# EXERCISE
Reproduce the records below verbatim. Start at the line containing "Locate a point on each instance of the cow muzzle" and continue through the final line of the records.

# PROVIDED ENTRIES
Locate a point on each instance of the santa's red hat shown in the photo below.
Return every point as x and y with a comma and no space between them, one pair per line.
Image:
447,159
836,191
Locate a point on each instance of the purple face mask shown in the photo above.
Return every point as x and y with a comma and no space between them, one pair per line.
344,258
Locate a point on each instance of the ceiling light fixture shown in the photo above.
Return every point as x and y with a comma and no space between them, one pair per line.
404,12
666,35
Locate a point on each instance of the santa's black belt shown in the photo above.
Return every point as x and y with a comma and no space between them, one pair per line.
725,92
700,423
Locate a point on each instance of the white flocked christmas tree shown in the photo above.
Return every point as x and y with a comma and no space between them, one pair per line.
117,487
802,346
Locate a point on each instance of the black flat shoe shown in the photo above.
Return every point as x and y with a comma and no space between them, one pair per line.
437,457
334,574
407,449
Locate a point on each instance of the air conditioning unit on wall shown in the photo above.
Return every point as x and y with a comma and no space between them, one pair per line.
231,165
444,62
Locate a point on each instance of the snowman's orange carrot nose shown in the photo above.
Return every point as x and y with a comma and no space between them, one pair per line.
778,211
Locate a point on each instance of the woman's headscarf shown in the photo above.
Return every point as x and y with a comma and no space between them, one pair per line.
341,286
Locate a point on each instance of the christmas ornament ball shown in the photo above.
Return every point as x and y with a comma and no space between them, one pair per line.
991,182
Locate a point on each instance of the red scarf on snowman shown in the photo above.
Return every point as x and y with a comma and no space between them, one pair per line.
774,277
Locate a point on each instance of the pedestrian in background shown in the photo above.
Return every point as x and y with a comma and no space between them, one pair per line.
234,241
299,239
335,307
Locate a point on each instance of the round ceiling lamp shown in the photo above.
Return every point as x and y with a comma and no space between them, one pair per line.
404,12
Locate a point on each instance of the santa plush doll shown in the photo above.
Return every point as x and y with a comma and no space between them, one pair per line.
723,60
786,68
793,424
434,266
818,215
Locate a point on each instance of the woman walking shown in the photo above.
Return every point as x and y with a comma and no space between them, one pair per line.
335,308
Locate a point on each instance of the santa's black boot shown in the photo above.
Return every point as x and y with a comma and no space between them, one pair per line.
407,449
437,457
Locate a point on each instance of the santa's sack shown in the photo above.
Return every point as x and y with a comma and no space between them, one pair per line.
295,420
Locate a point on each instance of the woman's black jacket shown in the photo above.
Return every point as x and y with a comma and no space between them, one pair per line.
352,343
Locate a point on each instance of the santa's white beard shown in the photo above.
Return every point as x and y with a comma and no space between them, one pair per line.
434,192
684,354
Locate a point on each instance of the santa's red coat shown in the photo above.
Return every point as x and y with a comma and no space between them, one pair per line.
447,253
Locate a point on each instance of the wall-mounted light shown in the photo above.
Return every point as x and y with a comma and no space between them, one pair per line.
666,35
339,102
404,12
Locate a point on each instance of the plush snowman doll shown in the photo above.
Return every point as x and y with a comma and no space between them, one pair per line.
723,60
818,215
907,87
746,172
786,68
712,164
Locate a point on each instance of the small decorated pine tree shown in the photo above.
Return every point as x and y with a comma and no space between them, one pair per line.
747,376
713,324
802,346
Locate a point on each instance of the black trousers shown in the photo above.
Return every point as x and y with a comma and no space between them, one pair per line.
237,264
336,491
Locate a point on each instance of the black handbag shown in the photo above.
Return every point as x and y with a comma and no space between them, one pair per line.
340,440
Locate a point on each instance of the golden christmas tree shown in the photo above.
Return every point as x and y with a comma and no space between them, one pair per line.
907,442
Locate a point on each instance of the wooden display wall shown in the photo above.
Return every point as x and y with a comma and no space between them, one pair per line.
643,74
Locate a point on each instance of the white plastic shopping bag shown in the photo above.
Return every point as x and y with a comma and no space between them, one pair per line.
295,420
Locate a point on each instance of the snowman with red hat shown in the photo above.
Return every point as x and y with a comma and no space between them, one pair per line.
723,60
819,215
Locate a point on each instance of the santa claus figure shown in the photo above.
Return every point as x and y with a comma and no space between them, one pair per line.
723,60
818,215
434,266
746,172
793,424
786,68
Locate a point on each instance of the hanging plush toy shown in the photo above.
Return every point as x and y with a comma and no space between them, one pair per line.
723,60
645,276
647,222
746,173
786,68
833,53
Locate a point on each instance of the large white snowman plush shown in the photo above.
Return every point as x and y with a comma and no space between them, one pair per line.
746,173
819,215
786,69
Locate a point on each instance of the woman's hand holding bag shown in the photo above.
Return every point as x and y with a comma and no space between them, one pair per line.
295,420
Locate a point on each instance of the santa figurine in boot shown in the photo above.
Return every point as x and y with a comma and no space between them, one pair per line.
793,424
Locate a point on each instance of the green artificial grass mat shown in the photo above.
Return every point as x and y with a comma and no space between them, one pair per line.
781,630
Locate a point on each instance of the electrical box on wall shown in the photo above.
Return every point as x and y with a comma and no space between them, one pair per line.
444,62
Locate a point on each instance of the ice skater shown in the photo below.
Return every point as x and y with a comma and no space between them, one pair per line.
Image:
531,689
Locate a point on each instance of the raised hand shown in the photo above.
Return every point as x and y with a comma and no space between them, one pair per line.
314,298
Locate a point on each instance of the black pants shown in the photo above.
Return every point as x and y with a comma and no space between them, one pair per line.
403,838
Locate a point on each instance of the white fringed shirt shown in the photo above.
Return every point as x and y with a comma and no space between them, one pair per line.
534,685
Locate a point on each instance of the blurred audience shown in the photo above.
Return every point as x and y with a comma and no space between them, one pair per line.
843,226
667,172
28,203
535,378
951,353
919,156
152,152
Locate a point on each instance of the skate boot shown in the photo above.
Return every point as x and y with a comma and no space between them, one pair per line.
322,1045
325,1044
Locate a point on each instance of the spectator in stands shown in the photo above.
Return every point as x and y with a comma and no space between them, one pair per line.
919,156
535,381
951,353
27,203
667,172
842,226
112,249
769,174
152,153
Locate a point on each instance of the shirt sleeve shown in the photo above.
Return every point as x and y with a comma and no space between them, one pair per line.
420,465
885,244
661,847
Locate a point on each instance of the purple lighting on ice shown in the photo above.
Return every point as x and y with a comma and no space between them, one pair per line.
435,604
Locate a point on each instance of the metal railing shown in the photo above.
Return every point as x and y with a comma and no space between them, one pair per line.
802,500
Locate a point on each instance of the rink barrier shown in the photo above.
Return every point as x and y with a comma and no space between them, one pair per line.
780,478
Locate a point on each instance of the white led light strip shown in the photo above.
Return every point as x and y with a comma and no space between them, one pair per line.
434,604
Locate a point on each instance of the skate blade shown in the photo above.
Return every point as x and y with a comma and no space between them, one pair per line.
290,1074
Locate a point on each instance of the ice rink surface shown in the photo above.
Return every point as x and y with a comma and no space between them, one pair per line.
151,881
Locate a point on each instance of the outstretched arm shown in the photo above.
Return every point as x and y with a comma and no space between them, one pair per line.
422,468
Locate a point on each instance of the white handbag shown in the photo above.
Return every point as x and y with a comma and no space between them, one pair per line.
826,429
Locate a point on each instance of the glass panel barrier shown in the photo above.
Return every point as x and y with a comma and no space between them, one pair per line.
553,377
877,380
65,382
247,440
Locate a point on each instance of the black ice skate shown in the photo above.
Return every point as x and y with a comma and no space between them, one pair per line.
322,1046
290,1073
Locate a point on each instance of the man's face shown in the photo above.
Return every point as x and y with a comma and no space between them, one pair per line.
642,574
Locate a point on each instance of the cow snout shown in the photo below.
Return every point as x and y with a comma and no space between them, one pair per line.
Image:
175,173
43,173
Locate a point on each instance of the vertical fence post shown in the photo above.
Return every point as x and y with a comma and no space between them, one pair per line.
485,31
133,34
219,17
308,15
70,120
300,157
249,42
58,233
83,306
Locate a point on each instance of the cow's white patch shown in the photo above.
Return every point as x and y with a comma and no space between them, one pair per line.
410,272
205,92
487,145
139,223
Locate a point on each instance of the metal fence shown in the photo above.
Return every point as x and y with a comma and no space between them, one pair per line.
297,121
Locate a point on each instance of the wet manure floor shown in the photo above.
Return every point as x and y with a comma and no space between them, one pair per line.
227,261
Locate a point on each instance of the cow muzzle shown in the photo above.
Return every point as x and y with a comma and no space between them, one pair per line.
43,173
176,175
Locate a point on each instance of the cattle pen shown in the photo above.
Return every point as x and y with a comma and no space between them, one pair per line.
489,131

# RESULT BELOW
Locate a point on each instance of the cow muzzle shown in the photo above.
Return every point as x and y with a comma and no space between them, one pair per line.
43,173
176,175
Locate a point on each instance of the cattle pen shown in the photo above.
Return every point as x and y with a comma and no space between them, one pair per line.
489,131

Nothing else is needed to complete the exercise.